▶ What you are asked to do
Return the whole passage on choosing partners for a medical group merger, word for word.

___ Provided passage

This vision starts with a story: the story of the business’s intrinsic value and growth.

What has attracted top physicians to join the group and why have they stayed? What has attracted top physicians to join the group and why have they stayed? Why is this medical group a real platform group? How does this practice compare to other groups across the country? Is it the scalability of its technology, the efficiency of its operations, its clinical expertise? Is it the result of relationships with C-suite executives? What is it that makes this practice a best of breed platform that an investor or purchaser can put their logo next to and say, “We are partnering with one of the leaders in this space and we’re willing to give it a premium valuation because there is a scarcity of practices like this.”

Identifying and Targeting the Best Potential Partners
The group’s story and vision help inform the next step: asking who are the right partners. Especially in pure equity mergers, the goal is to find partners who share a similar culture—a similar “vision”—and who will work toward mutual satisfaction.

The most successful mergers (or acquisitions or private equity transactions, for that matter) typically start with a field of five to ten potential partners. Exploratory meetings may become information-sharing exercises when a partnership comes to seem mutually beneficial. The key at this stage is recognizing that capital isn’t the only factor here—culture is critical.

Culture is so important because of the unique nature of medical practices. Medical practices are professional services where the main assets are the people themselves. The business case for acquisition or merging is thus intimately tied to the leadership of the physician-owners and the performance of the staff. If those people—which constitute the group’s value—cannot integrate with the new owners or partners, the venture will fail. Respect, curiosity, and flexibility are watchwords here: can each partner learn from the other? If this is the case, the money may follow. On the other hand, focusing exclusively on economics without considering cultural fit makes the partnership unlikely to succeed.

______
___ Records shown

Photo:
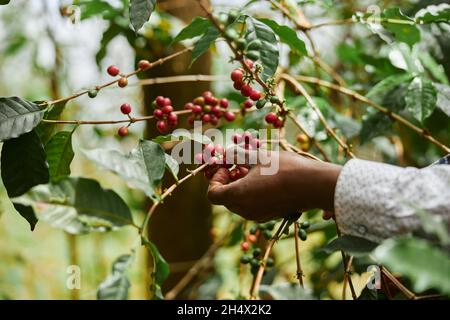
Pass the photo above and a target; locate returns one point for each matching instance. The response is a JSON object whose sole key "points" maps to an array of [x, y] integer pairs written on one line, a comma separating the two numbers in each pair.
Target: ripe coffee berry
{"points": [[125, 108], [158, 113], [245, 246], [144, 64], [237, 75], [113, 71], [123, 82], [255, 95], [123, 131], [246, 90], [271, 117]]}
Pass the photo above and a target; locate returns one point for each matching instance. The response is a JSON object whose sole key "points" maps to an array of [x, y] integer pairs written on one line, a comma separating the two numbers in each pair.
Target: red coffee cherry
{"points": [[125, 108], [271, 117], [160, 101], [255, 95], [123, 82], [229, 116], [144, 64], [161, 125], [167, 109], [158, 113], [224, 103], [246, 90], [248, 104], [123, 131], [113, 71], [237, 75]]}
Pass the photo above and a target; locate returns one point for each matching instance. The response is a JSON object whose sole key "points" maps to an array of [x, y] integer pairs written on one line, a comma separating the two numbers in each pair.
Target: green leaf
{"points": [[204, 43], [17, 117], [59, 155], [434, 14], [77, 205], [443, 98], [116, 285], [27, 213], [172, 166], [269, 48], [284, 291], [287, 35], [352, 245], [160, 270], [154, 161], [196, 28], [403, 32], [23, 164], [421, 98], [425, 264], [46, 130], [140, 12]]}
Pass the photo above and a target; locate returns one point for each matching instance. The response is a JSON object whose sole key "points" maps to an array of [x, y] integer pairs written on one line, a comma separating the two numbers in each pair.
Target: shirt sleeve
{"points": [[376, 201]]}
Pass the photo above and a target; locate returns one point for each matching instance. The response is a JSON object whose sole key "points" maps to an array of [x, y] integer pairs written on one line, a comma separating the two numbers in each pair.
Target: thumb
{"points": [[219, 190]]}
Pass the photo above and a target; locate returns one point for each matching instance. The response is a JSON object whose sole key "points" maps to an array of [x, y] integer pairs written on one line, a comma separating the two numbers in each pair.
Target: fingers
{"points": [[219, 189]]}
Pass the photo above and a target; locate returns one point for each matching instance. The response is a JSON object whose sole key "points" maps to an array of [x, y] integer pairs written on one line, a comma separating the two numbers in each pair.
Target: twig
{"points": [[99, 87], [258, 278], [316, 109], [297, 255], [394, 116]]}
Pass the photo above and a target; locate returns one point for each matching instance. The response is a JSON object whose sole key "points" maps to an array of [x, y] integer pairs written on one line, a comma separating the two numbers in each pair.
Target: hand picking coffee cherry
{"points": [[113, 71], [125, 108]]}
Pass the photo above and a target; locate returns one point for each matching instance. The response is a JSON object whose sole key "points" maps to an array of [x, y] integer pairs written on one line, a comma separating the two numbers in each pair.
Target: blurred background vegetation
{"points": [[50, 49]]}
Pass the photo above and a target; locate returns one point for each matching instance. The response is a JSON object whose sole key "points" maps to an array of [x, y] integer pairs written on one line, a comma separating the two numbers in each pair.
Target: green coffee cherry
{"points": [[253, 55], [302, 234], [254, 263], [254, 45], [240, 44], [92, 93], [261, 103], [245, 259]]}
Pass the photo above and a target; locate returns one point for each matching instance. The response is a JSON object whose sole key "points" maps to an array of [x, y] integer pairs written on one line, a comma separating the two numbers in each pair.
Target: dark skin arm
{"points": [[300, 184]]}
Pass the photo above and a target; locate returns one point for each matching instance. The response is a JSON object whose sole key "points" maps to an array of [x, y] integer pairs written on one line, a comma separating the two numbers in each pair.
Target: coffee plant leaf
{"points": [[421, 98], [284, 291], [23, 164], [352, 245], [59, 155], [287, 35], [27, 213], [117, 284], [269, 56], [403, 32], [140, 12], [434, 14], [203, 44], [425, 264], [18, 116], [196, 28], [160, 270], [77, 205]]}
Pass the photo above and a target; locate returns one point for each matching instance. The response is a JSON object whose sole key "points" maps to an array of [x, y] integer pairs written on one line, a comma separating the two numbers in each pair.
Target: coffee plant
{"points": [[334, 80]]}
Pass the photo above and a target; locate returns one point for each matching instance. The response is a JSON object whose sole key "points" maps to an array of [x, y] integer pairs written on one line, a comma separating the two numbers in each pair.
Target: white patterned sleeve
{"points": [[376, 201]]}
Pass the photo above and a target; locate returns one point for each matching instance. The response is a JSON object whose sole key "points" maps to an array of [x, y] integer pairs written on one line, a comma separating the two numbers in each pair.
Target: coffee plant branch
{"points": [[394, 116]]}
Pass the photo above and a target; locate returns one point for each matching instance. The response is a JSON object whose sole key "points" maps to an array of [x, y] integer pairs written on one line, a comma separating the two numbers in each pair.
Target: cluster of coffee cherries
{"points": [[167, 119], [252, 254], [209, 109], [215, 156]]}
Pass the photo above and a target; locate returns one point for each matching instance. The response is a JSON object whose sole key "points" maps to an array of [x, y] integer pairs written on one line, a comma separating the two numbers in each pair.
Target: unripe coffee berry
{"points": [[113, 71], [123, 82], [125, 108], [123, 131]]}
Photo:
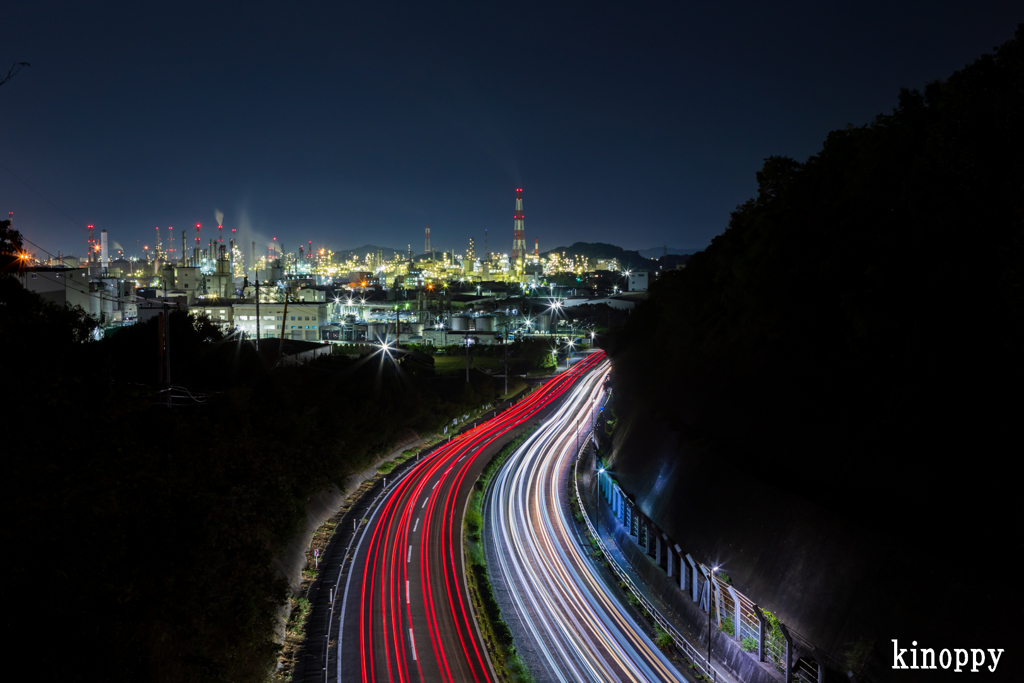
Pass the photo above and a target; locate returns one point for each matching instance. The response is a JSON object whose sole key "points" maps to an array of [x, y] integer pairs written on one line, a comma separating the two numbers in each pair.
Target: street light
{"points": [[711, 586]]}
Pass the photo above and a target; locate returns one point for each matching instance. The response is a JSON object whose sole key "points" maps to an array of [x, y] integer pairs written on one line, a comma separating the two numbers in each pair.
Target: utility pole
{"points": [[167, 351], [160, 350], [256, 270]]}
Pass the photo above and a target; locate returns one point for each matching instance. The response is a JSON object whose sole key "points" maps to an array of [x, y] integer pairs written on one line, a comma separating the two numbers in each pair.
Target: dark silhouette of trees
{"points": [[865, 310]]}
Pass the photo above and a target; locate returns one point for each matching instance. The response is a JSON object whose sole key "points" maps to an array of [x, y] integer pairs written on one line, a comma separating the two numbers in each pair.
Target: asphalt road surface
{"points": [[578, 627], [406, 614]]}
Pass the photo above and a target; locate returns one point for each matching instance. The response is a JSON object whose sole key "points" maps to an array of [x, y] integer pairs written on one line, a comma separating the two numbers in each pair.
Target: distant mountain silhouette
{"points": [[600, 250], [388, 252], [657, 252]]}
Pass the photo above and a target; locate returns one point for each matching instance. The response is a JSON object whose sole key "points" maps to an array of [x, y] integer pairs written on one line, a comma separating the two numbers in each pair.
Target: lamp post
{"points": [[711, 585]]}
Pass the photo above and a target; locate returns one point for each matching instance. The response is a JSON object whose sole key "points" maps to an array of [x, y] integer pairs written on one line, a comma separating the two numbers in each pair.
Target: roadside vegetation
{"points": [[497, 635], [154, 529]]}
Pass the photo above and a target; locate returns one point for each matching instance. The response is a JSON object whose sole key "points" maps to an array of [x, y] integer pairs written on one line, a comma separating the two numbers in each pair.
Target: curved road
{"points": [[406, 615], [580, 630]]}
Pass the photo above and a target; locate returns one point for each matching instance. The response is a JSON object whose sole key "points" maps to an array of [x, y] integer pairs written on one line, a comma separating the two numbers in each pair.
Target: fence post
{"points": [[761, 633], [820, 658], [736, 615], [788, 651], [693, 578]]}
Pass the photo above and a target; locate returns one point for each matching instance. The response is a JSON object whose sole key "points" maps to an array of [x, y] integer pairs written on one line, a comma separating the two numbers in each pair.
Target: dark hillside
{"points": [[830, 348]]}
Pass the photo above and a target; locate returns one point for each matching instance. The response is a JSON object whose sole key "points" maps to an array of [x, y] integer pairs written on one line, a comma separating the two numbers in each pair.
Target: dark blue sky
{"points": [[352, 123]]}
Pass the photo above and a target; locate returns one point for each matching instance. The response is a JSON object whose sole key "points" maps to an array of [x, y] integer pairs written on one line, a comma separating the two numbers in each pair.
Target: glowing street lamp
{"points": [[711, 587]]}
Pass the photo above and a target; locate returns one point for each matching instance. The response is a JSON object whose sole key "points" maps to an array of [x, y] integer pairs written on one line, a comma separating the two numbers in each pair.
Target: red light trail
{"points": [[400, 602]]}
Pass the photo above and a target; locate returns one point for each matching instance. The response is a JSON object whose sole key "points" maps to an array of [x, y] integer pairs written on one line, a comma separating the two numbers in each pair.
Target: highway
{"points": [[404, 613], [579, 629]]}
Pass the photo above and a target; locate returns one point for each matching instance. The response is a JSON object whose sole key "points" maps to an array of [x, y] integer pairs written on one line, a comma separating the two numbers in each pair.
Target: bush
{"points": [[663, 638]]}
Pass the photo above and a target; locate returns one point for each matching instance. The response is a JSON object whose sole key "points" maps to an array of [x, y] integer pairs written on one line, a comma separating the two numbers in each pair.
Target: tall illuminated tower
{"points": [[518, 232]]}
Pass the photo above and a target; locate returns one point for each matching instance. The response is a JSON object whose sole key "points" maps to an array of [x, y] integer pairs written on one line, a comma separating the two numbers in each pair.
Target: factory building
{"points": [[304, 321]]}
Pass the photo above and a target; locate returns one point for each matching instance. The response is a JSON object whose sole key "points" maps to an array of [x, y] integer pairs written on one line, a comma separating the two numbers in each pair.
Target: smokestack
{"points": [[518, 232]]}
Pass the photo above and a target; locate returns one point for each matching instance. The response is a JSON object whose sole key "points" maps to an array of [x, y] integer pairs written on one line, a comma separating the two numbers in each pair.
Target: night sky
{"points": [[353, 123]]}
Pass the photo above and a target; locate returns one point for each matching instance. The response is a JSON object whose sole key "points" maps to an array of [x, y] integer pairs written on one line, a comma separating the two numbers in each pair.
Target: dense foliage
{"points": [[864, 312], [144, 537]]}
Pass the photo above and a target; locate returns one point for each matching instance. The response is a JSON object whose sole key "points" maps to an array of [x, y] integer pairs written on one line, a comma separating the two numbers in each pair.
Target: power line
{"points": [[43, 197]]}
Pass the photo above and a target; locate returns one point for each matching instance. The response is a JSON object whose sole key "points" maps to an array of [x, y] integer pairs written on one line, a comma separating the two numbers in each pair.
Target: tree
{"points": [[10, 249]]}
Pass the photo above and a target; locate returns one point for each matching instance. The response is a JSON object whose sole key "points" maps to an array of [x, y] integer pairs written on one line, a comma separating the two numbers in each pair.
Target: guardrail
{"points": [[689, 651]]}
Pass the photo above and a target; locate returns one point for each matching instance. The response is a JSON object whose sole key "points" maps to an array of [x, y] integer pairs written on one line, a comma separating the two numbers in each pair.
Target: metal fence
{"points": [[689, 650]]}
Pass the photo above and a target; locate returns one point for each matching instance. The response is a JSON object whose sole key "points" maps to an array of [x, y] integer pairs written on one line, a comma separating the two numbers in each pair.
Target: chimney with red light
{"points": [[518, 232]]}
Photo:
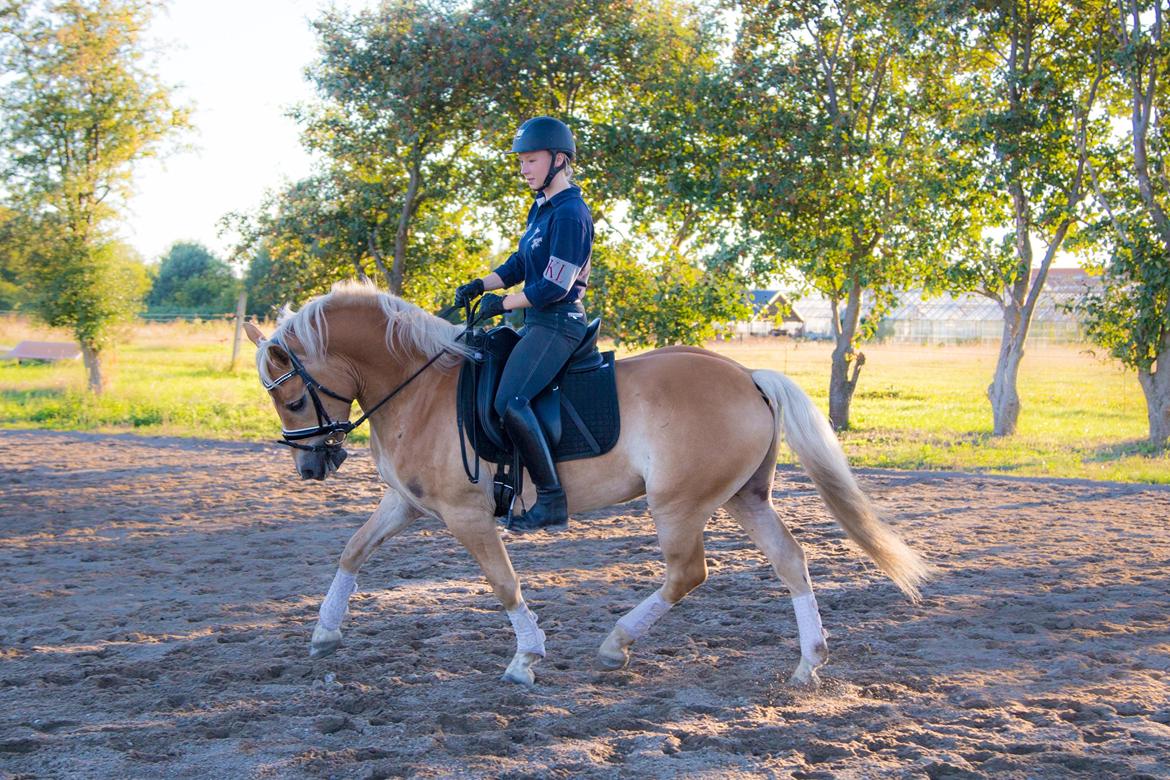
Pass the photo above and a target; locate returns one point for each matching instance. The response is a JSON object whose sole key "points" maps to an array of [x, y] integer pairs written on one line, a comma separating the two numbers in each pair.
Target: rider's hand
{"points": [[491, 305], [468, 292]]}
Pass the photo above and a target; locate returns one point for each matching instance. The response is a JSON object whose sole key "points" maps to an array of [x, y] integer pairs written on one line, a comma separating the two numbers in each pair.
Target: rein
{"points": [[337, 430]]}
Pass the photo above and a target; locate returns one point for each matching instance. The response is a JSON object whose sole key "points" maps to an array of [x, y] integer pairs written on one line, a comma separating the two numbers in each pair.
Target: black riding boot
{"points": [[528, 436]]}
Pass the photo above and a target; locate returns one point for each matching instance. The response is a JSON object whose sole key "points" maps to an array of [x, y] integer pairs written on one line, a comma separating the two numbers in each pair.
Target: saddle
{"points": [[578, 411]]}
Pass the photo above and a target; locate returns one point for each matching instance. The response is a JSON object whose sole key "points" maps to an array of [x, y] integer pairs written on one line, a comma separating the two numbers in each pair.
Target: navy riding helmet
{"points": [[545, 133]]}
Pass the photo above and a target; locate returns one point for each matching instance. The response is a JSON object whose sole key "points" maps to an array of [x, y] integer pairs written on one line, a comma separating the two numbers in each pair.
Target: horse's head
{"points": [[312, 401]]}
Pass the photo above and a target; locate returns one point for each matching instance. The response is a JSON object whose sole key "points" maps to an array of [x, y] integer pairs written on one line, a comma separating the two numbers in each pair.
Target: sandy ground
{"points": [[158, 598]]}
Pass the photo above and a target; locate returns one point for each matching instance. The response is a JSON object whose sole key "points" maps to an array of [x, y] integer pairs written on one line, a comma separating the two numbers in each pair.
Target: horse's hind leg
{"points": [[681, 538], [752, 508]]}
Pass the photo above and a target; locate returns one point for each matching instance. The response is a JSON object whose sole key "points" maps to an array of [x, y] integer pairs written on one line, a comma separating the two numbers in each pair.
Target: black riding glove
{"points": [[491, 305], [466, 294]]}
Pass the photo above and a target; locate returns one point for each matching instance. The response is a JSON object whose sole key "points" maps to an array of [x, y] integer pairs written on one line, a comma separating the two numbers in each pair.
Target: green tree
{"points": [[647, 303], [639, 84], [1030, 85], [193, 280], [839, 165], [1130, 313], [78, 109]]}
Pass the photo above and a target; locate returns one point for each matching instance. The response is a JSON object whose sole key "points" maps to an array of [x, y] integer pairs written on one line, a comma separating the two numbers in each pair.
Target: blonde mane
{"points": [[408, 328]]}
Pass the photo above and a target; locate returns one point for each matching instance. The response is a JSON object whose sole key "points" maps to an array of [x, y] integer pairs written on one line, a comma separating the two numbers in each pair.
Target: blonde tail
{"points": [[811, 437]]}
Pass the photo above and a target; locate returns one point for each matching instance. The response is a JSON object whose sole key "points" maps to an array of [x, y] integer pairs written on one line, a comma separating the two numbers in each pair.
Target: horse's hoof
{"points": [[520, 670], [805, 676], [324, 642]]}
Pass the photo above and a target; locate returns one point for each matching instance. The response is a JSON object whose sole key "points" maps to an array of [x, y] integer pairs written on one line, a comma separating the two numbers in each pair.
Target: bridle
{"points": [[336, 432]]}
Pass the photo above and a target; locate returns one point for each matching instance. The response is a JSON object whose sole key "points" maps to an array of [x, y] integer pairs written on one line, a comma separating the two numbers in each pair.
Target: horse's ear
{"points": [[254, 333]]}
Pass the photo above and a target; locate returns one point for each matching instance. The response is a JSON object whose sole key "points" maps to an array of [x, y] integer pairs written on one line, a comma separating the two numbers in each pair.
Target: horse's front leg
{"points": [[393, 515], [477, 532]]}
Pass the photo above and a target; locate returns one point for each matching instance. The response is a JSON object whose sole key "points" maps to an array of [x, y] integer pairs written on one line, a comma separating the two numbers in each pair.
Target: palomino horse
{"points": [[699, 432]]}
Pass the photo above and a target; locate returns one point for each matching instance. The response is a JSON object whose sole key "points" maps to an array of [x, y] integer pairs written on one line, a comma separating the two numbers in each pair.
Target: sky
{"points": [[239, 64]]}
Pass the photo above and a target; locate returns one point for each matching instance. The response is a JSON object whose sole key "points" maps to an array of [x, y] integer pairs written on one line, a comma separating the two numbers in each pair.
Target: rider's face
{"points": [[534, 166]]}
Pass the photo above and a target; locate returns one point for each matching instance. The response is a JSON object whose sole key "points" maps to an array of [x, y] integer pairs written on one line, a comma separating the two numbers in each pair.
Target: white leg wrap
{"points": [[337, 600], [812, 635], [529, 636], [639, 620]]}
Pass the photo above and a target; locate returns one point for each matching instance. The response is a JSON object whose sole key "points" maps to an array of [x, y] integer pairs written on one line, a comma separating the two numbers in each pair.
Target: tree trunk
{"points": [[93, 358], [1156, 386], [840, 384], [1005, 399]]}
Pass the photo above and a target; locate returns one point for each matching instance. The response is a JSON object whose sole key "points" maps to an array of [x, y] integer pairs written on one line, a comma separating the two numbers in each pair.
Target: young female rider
{"points": [[553, 264]]}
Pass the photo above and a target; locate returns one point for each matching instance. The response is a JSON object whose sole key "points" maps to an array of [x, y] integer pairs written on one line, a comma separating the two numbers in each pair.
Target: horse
{"points": [[699, 432]]}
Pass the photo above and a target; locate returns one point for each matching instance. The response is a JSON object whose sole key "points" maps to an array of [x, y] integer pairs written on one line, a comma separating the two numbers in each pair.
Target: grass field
{"points": [[916, 407]]}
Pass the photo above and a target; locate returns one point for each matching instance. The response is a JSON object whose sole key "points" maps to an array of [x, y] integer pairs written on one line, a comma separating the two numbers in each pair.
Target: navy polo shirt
{"points": [[555, 252]]}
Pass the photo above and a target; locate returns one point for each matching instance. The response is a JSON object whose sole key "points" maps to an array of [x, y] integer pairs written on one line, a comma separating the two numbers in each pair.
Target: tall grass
{"points": [[916, 407]]}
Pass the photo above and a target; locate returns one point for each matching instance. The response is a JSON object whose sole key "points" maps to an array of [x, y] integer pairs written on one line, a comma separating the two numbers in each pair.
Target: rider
{"points": [[553, 264]]}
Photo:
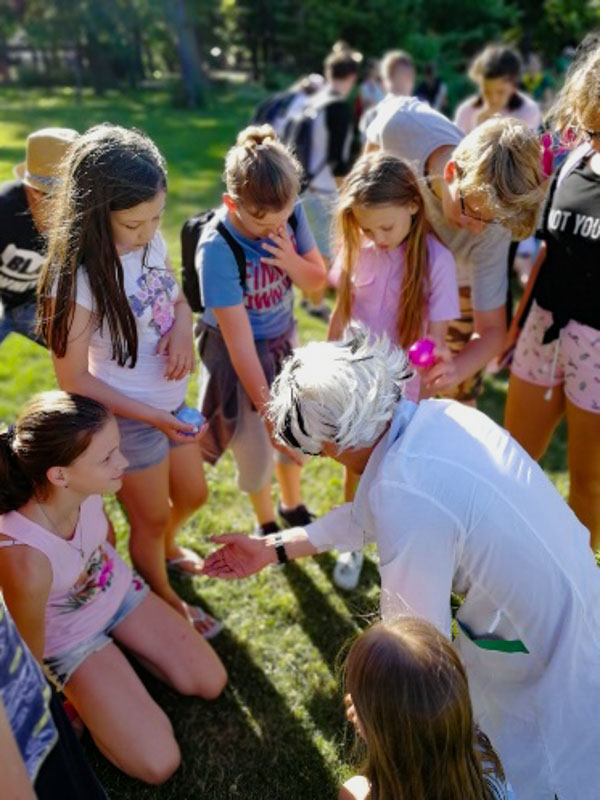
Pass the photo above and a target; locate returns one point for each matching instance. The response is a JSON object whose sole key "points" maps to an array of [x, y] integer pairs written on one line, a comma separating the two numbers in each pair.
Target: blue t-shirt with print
{"points": [[269, 297]]}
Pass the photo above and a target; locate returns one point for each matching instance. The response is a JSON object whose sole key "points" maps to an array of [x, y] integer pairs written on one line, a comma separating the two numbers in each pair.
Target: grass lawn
{"points": [[278, 732]]}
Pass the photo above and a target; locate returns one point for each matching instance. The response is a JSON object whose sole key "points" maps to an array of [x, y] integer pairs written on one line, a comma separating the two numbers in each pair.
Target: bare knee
{"points": [[208, 684]]}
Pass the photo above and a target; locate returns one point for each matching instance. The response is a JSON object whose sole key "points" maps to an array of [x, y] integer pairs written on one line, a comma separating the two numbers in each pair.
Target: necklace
{"points": [[78, 547]]}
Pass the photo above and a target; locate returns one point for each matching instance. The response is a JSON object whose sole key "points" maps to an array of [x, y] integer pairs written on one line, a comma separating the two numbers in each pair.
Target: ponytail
{"points": [[53, 430]]}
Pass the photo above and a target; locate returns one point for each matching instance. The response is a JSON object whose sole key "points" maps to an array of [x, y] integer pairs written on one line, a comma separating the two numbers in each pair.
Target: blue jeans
{"points": [[19, 319]]}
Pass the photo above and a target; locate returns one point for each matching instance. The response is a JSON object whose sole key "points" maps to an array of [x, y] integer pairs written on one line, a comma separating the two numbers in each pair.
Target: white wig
{"points": [[342, 392]]}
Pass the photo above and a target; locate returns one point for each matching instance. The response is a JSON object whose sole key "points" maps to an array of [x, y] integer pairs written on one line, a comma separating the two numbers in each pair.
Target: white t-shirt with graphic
{"points": [[152, 290]]}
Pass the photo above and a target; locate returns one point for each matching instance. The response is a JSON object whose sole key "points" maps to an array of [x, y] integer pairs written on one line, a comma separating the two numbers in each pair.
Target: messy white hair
{"points": [[343, 392]]}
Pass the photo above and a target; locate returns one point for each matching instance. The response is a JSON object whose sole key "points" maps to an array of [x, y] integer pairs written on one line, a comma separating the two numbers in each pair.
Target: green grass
{"points": [[278, 732]]}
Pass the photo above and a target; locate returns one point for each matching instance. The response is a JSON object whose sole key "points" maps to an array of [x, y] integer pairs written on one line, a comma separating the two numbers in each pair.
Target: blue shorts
{"points": [[142, 444], [60, 667]]}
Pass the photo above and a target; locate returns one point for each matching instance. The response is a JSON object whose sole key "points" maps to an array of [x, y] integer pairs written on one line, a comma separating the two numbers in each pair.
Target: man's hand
{"points": [[240, 557]]}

______

▶ Problem solution
This vision starts with a story: the story of the business’s intrinsic value and growth.

What has attracted top physicians to join the group and why have they stayed? What has attracted top physicians to join the group and why have they stayed? Why is this medical group a real platform group? How does this practice compare to other groups across the country? Is it the scalability of its technology, the efficiency of its operations, its clinical expertise? Is it the result of relationships with C-suite executives? What is it that makes this practice a best of breed platform that an investor or purchaser can put their logo next to and say, “We are partnering with one of the leaders in this space and we’re willing to give it a premium valuation because there is a scarcity of practices like this.”

Identifying and Targeting the Best Potential Partners
The group’s story and vision help inform the next step: asking who are the right partners. Especially in pure equity mergers, the goal is to find partners who share a similar culture—a similar “vision”—and who will work toward mutual satisfaction.

The most successful mergers (or acquisitions or private equity transactions, for that matter) typically start with a field of five to ten potential partners. Exploratory meetings may become information-sharing exercises when a partnership comes to seem mutually beneficial. The key at this stage is recognizing that capital isn’t the only factor here—culture is critical.

Culture is so important because of the unique nature of medical practices. Medical practices are professional services where the main assets are the people themselves. The business case for acquisition or merging is thus intimately tied to the leadership of the physician-owners and the performance of the staff. If those people—which constitute the group’s value—cannot integrate with the new owners or partners, the venture will fail. Respect, curiosity, and flexibility are watchwords here: can each partner learn from the other? If this is the case, the money may follow. On the other hand, focusing exclusively on economics without considering cultural fit makes the partnership unlikely to succeed.